* **EXERCISE**
Reproduce the part of the passage on automated tests as a safety net, starting with "In order to" and going on through "will catch you.".

* **TEXT EXCERPT**
────

If construction workers accidentally fall down or drop their tools, they won’t die and won’t kill anyone on the ground. Does this knowledge help them work more effectively? I believe it does. I didn’t find any research on this subject, comparing the productivity of workers who know that there is a safety net beneath them with the productivity of workers who know that a mistake would most probably cost them their lives or the life of child playing on the ground. The results of such research are obvious though, I believe.

The same is true for us programmers. Modifying the source code and knowing that there are no automated tests in place is similar to working at height without a safety net: one mistake could cost you server downtime, a frustrated customer, lost money, and maybe a lost job. How high would the productivity of a programmer be while working like this? Do we need to do research to find out? Or is the answer as obvious as for construction workers?

In order to give you enough confidence, automated tests must not only be written and committed to a repository, but they must be automatically executed before every change you try to make to the trunk. You must be able to run them after every change you make locally, while incrementally developing the code. Then, you must know that even if you accidentally forget to run them locally and send your branch to the trunk for merging, the automated merge pipeline will catch you.

The more time and effort you invest into making your safety net strong, that is, the better your tests cover your code, then the more productive your work will be, the safer you will feel in introducing new features or fixing bugs. Simply put, you will code faster and better. Just because you know that you can’t break what you did yesterday.

The first thing you do when you start a new software project is implement a safety net: you automate the build pipeline and you create a few simple automated tests. You make sure they protect you. Only then do you start writing code. Ask construction workers: are they allowed to start a workday without a safety net? Obviously not. I’m sure it’s even illegal. The same must be true for us programmers: coding without the safety net of automated tests must be illegal.

When a bug is reported to you by your customers, this should mean that the safety net has a hole. It is not tight enough, that’s why the bug fell down on the head of your customer. What do you do before you fix the bug? You fix the safety net. You add more automated tests, which will catch this bug in the future. Only then do you fix the bug.

I believe that the safety net of a software project is its most valuable asset.

────

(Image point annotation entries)
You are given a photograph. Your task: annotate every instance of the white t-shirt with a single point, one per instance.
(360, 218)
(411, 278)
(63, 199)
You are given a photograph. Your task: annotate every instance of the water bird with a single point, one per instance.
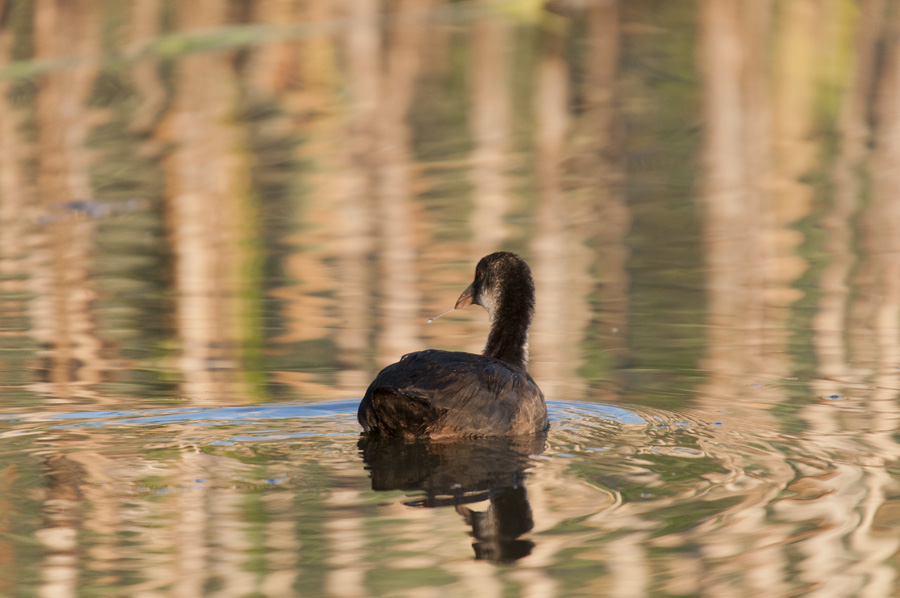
(452, 394)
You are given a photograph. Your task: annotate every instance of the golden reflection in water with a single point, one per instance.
(385, 217)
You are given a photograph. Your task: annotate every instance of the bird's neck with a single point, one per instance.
(508, 338)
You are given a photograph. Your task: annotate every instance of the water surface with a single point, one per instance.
(219, 220)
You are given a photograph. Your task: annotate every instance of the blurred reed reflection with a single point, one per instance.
(226, 203)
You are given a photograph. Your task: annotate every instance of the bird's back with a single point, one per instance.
(452, 394)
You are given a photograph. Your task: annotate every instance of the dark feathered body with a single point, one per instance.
(452, 394)
(446, 393)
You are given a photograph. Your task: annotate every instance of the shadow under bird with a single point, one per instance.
(451, 394)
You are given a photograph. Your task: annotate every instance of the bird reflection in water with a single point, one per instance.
(459, 473)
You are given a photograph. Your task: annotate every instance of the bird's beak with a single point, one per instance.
(465, 299)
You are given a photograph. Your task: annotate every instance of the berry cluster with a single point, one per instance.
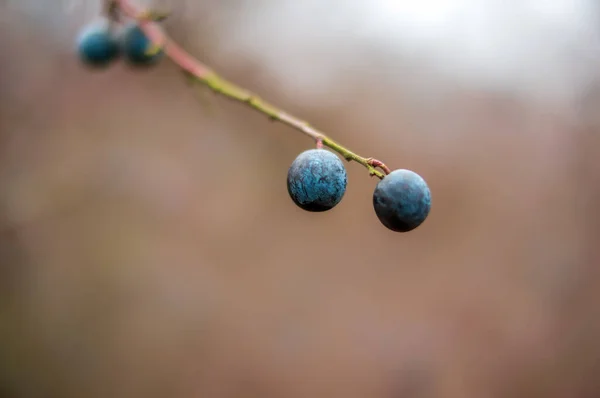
(317, 178)
(317, 182)
(101, 43)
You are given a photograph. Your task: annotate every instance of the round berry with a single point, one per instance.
(317, 180)
(135, 44)
(402, 200)
(97, 45)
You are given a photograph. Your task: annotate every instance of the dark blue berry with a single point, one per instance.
(317, 180)
(97, 45)
(402, 200)
(135, 43)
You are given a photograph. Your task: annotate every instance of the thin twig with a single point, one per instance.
(203, 74)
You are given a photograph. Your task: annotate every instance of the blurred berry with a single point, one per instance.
(317, 180)
(402, 200)
(135, 43)
(97, 45)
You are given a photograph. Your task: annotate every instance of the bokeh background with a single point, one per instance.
(148, 246)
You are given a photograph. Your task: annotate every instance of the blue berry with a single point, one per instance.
(317, 180)
(97, 45)
(135, 43)
(402, 200)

────

* **EXERCISE RESULT**
In order to give you enough confidence, automated tests must not only be written and committed to a repository, but they must be automatically executed before every change you try to make to the trunk. You must be able to run them after every change you make locally, while incrementally developing the code. Then, you must know that even if you accidentally forget to run them locally and send your branch to the trunk for merging, the automated merge pipeline will catch you.